DATA FOR THE TASK →
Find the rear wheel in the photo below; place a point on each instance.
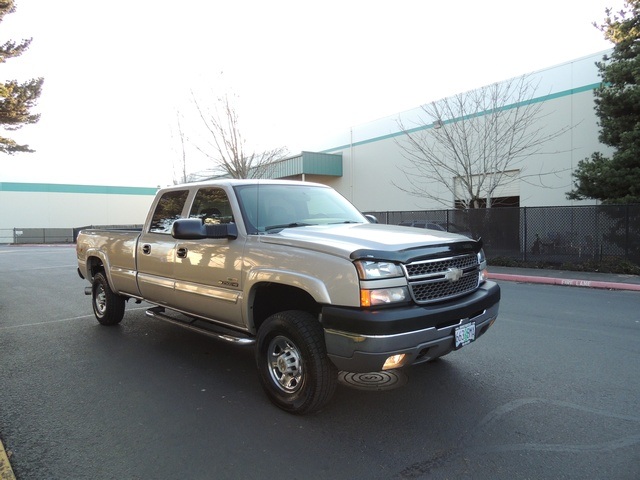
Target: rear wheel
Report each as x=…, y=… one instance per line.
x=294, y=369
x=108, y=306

...

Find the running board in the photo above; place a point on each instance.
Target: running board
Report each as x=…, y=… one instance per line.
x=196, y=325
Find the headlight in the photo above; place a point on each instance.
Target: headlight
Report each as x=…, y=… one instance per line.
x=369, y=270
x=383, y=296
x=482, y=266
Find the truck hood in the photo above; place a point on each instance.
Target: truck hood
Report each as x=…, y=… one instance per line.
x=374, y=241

AIM OF THE EXERCISE →
Copy every line between the lines holding "Find the running" and "x=374, y=241", inclusive. Shift each x and y coordinate in the answers by adding 119, and leave all other text unchanged.

RESULT FOR THIS EXERCISE →
Find the running board in the photo above; place a point on each instance.
Target: running board
Report each as x=…, y=… one instance per line.
x=315, y=444
Find the headlight in the photo above; place a point on each instance.
Target: headlight
Report each as x=…, y=… one instance per line.
x=488, y=389
x=502, y=415
x=601, y=385
Find the truck hood in the photo above; place a point on each instance.
Target: truck hood
Report each as x=…, y=… one instance per line.
x=493, y=360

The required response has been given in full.